Add 14 to each number in the coordinate answers in the stretch of items below, from the line containing "Q: For every instance of the blue" through the end of the items. Write that whole stretch out again, requests included.

(Labeled-object pointing items)
-- Begin --

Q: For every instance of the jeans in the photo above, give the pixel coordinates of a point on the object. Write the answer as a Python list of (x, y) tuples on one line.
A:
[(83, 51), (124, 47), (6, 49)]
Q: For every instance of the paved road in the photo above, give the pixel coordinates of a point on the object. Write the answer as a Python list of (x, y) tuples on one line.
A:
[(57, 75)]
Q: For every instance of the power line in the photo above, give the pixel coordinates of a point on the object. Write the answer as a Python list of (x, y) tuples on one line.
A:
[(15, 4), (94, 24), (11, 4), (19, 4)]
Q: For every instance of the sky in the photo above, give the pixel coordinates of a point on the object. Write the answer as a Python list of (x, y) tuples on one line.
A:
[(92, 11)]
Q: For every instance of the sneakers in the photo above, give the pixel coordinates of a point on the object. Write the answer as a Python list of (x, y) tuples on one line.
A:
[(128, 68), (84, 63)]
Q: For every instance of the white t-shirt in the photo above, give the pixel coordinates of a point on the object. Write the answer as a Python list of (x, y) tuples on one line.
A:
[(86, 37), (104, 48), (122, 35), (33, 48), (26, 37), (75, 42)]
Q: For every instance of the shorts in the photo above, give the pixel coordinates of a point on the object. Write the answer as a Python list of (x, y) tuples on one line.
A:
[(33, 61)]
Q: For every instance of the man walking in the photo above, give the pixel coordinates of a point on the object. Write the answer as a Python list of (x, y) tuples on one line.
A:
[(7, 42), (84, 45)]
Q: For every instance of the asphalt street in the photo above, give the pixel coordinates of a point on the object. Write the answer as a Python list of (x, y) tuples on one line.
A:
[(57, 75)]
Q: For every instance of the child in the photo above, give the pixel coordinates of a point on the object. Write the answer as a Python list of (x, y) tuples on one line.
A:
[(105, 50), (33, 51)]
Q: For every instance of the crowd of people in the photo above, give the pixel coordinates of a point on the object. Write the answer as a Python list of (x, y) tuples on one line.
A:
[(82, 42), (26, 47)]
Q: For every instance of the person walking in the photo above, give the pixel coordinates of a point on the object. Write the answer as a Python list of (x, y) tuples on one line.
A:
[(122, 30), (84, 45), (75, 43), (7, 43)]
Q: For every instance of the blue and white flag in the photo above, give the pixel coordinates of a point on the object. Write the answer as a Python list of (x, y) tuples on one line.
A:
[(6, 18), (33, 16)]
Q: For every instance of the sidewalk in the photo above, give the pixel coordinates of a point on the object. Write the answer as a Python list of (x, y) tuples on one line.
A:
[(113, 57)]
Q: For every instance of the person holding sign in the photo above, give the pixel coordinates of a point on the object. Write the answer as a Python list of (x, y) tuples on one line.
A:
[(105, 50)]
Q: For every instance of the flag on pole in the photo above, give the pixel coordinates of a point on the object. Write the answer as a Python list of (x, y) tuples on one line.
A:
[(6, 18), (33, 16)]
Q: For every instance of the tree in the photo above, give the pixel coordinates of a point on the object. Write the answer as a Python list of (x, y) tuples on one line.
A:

-- End --

#### [RESULT FOR THIS EXERCISE]
Q: For every instance of the blue and white flag in the photo above, give the pixel coordinates of a point on the object. Write the answer as a Python list of (x, y) tuples on one line.
A:
[(20, 32), (47, 30)]
Q: For every instance of the sidewalk in the photo above, give the pixel coordinates of a point on the object. Write the answer as a Python list of (x, y) tuples on one line.
A:
[(127, 71)]
Q: For every instance of the person holding sign in the photo above, give the pixel coordinates of a point on the object. Write the answer as a Python list of (x, y) tuples on one line.
A:
[(119, 64)]
Q: For every instance of the flag on pole in the photo above, give the pixel coordinates of a point on the object. Write the answer as a Python list of (x, y) tuples on one line.
A:
[(20, 32), (47, 30)]
Q: For every instance of the tree in the photo above, give the pixel coordinates of a point on the object. Write the answer as a Python list of (x, y) tuples on one line.
A:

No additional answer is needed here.